### TEXT SECTION
· · · ·

He proposed a three-tier structure linking continental, regional and national financial institutions, with the AfDB playing a coordinating role. Discussions have already begun with African development banks and sovereign funds, and would soon extend to central banks, he said.
The remaining pillars of the agenda focus on Africa’s long-term structural transformation, with demographics and employment at the centre.
Ould Tah noted that Africa is the world’s youngest continent, with a median age of 19, and warned that failure to create jobs at scale could undermine economic and social stability.
“It is essential to develop transformative activities that can create millions of jobs,” he said, calling for stronger small and medium-sized enterprises, gradual formalisation of the informal economy and education reforms focused on technical and vocational training.
He said infrastructure development would be critical to supporting this transformation, enabling local value addition, expanding tax bases and anchoring sustainable growth.
In closing, Ould Tah reaffirmed his commitment to strengthening partnerships with both regional and non-regional shareholders, saying Africa must not only attract investment but also offer viable opportunities to the private sectors of its partners.
“Africa needs to invest, but it also needs to offer investment opportunities,” he said, describing this approach as the foundation for shared and sustainable prosperity.
Background to the African Development Bank
The African Development Bank (AfDB) is Africa’s premier multilateral development finance institution, mandated to promote sustainable economic development and social progress across the continent.
The bank was established in 1964 and is headquartered in Abidjan, Côte d’Ivoire, after returning in 2014 from a temporary relocation to Tunis during Côte d’Ivoire’s political crisis. It is owned by 81 member countries, comprising 54 African regional member states and 27 non-regional members, including the United States, China, Japan and several European countries.
AfDB mobilises resources to finance development projects and policy reforms in African countries, focusing on infrastructure, energy, transport, agriculture, water and sanitation, health, education and private sector development. It also provides policy advice, technical assistance and support for economic reforms.

· · · ·

### TASKS AND EXERCISES
1. In the text on the African Development Bank, what is the median age of Africa's population, as noted by Ould Tah?
2. Pick up the text on the African Development Bank after its final sentence and continue writing it.
You can leave the rows aside.

· · · ·

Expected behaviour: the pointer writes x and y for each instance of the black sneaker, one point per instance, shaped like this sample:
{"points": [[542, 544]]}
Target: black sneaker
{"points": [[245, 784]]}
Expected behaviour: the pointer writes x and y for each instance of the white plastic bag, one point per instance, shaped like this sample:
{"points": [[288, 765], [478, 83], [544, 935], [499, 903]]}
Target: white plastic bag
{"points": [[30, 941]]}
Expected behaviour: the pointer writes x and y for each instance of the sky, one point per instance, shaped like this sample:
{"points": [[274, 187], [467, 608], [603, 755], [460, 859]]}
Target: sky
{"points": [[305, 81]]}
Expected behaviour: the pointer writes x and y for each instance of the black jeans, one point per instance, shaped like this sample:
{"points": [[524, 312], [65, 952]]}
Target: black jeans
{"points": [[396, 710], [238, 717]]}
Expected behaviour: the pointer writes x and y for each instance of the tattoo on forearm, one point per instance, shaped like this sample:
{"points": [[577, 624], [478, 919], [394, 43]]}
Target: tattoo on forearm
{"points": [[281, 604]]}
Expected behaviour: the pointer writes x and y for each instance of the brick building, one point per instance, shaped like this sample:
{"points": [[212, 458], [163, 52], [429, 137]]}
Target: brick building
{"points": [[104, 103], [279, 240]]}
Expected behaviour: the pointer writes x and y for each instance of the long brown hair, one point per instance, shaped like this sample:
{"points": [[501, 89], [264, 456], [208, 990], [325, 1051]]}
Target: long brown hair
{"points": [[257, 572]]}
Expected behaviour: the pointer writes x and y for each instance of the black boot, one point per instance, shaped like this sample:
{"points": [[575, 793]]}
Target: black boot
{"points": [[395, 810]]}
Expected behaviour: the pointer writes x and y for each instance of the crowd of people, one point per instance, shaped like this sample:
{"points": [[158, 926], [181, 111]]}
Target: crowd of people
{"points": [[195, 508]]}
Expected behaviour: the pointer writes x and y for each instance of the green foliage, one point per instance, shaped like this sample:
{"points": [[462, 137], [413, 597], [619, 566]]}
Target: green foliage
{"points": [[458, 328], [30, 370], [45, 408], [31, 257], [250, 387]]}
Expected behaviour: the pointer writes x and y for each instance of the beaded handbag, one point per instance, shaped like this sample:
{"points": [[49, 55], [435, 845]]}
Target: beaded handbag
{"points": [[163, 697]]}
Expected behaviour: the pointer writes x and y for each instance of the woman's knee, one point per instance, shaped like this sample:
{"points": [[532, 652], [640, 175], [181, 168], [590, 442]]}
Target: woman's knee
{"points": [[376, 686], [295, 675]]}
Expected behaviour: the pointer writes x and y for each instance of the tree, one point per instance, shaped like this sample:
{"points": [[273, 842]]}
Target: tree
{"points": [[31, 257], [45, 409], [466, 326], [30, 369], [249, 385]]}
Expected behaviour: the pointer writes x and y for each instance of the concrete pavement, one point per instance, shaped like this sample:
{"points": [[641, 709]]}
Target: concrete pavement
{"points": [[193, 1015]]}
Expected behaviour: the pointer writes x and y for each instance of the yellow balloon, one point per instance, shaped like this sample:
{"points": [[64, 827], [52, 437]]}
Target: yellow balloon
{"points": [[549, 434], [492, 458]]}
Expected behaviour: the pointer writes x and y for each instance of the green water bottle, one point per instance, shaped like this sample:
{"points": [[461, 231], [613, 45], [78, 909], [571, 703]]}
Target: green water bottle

· · · ·

### ANSWERS BY ITEM NUMBER
1. 19

2.
The bank operates through three main windows:
– the African Development Bank, which lends on near-market terms to middle-income and creditworthy low-income countries;
– the African Development Fund (ADF), which provides concessional loans and grants to the poorest countries;
– the Nigeria Trust Fund, a special facility established in 1976 to support low-income regional members.
Under its current strategic framework, AfDB prioritises five core development goals known as the “High 5s”: light up and power Africa, feed Africa, industrialise Africa, integrate Africa and improve the quality of life for Africans. The bank says these priorities are aligned with the African Union’s Agenda 2063 and the United Nations Sustainable Development Goals.
The AfDB raises funds through capital markets, including global bond issuances, and leverages its AAA credit rating to borrow at relatively low cost. It also mobilises co-financing from development partners, private investors and climate finance institutions.
In recent years, the bank has expanded its role in climate finance, energy transition, food security and crisis response, including support for countries affected by the COVID-19 pandemic, climate shocks and rising debt vulnerabilities.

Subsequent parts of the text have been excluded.